• **Task objective**
Whenever a line contains the string "innermost", copy it out of the entries.

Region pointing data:
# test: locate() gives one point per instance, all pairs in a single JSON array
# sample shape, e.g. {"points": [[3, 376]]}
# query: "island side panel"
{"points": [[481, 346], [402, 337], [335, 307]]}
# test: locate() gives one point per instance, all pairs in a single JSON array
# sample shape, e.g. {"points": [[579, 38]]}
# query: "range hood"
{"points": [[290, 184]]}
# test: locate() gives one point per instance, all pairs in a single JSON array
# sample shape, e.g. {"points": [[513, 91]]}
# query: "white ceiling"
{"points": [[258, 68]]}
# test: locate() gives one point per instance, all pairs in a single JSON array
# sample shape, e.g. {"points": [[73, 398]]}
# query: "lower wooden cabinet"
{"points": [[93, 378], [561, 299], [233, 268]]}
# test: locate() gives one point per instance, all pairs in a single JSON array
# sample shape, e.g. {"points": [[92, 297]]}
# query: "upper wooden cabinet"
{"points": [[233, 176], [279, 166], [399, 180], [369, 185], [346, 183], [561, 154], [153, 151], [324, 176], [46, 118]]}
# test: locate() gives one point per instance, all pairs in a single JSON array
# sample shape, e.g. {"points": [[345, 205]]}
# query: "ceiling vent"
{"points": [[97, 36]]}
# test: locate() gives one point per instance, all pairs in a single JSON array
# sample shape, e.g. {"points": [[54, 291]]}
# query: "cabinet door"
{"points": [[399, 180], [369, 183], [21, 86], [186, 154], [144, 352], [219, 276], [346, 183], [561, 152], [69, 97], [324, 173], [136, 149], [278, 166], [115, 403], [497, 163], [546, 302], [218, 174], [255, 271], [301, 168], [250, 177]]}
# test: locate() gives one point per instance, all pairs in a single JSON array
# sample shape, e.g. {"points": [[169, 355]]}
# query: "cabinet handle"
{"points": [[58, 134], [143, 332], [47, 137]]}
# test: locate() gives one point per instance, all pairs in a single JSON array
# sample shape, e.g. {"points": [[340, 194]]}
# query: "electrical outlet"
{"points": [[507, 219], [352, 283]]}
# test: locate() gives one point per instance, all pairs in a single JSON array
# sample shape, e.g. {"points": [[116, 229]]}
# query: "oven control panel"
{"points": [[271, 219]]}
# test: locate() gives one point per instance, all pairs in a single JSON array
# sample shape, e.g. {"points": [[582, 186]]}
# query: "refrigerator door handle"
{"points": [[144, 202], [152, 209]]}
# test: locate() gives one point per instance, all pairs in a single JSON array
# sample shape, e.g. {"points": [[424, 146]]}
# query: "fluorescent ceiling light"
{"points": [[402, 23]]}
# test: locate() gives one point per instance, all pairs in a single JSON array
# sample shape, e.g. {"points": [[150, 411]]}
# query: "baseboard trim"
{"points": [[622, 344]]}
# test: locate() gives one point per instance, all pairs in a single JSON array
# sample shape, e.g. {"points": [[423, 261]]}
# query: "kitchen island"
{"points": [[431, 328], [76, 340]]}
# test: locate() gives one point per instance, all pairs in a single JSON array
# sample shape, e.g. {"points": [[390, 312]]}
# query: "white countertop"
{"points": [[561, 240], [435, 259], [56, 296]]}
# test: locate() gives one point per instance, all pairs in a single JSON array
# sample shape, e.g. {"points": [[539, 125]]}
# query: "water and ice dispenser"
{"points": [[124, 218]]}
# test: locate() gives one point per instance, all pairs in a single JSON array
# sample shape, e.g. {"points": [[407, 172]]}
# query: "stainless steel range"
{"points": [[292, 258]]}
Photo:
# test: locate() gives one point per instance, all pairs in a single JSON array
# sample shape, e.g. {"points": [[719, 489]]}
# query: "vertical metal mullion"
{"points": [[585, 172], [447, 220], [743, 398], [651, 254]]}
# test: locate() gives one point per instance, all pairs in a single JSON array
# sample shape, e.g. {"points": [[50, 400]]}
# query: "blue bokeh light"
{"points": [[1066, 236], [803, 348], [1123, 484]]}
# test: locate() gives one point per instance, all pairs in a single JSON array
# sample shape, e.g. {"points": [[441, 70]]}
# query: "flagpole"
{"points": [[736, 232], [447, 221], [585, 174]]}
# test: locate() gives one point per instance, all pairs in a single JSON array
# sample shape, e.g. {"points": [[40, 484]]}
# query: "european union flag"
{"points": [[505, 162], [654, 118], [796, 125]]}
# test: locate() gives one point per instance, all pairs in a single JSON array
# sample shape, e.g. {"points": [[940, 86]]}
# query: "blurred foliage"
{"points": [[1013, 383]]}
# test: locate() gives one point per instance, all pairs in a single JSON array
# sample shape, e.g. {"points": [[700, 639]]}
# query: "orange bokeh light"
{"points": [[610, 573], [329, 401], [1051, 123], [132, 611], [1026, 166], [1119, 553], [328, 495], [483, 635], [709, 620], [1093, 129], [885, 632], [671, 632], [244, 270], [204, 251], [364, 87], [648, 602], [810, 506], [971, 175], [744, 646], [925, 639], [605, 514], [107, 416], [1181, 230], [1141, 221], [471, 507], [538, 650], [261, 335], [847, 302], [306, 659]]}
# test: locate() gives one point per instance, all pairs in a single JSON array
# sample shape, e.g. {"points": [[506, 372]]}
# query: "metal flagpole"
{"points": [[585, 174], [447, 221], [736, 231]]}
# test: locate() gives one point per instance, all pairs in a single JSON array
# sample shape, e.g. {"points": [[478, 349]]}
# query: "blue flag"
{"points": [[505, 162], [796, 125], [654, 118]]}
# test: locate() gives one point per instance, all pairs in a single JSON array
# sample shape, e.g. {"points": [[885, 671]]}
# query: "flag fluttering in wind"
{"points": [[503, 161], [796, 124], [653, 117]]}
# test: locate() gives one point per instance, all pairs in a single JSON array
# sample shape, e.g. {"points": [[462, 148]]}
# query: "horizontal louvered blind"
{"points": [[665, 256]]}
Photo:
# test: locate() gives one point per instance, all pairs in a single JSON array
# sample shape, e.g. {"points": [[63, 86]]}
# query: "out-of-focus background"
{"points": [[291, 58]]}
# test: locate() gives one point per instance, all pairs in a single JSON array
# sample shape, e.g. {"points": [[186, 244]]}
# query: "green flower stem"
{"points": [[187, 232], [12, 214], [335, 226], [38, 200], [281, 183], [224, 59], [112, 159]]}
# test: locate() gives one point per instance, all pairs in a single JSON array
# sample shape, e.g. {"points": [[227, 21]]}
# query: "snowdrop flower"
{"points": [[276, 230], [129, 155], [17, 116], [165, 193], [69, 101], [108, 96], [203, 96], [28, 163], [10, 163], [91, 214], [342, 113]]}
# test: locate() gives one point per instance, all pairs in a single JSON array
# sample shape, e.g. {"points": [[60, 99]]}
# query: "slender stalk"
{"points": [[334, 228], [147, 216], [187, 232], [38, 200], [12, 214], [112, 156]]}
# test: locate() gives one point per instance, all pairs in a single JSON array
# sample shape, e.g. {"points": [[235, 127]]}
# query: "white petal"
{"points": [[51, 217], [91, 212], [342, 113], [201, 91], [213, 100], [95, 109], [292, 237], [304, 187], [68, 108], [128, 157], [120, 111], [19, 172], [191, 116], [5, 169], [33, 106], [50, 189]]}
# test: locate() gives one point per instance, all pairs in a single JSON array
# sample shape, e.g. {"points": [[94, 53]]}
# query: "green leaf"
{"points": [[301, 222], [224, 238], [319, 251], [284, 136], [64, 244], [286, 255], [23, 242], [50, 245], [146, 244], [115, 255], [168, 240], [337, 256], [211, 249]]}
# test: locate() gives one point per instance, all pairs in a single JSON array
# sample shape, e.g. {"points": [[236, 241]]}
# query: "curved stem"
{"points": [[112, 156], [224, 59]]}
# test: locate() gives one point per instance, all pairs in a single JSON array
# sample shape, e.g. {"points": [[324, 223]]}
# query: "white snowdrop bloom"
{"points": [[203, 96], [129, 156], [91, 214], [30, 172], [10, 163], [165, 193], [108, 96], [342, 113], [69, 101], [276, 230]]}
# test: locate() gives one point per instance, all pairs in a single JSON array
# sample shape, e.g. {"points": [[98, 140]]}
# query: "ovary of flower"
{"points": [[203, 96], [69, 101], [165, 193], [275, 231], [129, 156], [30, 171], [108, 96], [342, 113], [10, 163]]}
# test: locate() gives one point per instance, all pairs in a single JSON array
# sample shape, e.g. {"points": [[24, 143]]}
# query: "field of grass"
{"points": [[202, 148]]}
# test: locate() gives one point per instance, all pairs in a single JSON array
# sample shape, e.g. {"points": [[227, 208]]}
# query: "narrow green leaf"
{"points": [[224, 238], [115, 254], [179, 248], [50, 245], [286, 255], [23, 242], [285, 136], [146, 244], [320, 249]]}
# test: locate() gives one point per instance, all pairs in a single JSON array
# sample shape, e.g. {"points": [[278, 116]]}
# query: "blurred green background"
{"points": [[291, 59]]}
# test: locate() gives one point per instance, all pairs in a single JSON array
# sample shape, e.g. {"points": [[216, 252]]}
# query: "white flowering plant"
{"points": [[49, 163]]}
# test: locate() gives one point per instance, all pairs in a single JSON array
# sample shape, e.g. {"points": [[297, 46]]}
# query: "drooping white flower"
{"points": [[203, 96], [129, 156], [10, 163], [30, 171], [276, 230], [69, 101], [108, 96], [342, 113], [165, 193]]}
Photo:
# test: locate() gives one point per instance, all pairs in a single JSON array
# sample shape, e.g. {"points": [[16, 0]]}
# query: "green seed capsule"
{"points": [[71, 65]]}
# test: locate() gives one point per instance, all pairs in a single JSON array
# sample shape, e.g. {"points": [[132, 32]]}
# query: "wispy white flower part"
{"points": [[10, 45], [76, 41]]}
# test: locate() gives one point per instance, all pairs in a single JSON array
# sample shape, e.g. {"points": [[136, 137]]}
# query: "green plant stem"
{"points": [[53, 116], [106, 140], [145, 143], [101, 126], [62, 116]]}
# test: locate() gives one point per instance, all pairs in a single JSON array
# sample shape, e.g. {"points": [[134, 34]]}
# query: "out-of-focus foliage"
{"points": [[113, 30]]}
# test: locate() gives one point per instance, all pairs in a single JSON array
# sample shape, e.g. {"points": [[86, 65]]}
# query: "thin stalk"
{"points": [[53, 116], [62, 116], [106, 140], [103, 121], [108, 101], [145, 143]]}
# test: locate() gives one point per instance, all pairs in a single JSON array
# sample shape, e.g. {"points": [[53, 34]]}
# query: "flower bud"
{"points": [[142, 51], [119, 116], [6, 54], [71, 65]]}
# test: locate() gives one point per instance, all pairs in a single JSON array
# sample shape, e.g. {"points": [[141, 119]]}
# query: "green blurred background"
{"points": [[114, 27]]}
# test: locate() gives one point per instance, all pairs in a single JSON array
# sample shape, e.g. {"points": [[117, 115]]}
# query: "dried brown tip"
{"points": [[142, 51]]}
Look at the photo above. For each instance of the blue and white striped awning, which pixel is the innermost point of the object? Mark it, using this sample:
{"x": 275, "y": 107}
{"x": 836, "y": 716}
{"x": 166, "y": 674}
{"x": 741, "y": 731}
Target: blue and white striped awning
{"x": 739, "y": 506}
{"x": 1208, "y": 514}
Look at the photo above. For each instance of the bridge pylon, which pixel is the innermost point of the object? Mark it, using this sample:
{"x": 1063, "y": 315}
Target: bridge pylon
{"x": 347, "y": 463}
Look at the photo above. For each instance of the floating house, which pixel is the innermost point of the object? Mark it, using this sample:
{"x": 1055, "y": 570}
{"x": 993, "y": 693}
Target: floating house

• **Answer for the task**
Look at the photo above. For each instance of the blue and white striped awning, which pixel is the innermost point of the object? Mark it, using this sample:
Look at the photo above. For each instance of the bridge pylon, which pixel is the innermost point of the object? Mark it, using this sample:
Look at the photo above. For each instance of the floating house, which pixel is the innermost point of the object? Mark it, using this sample:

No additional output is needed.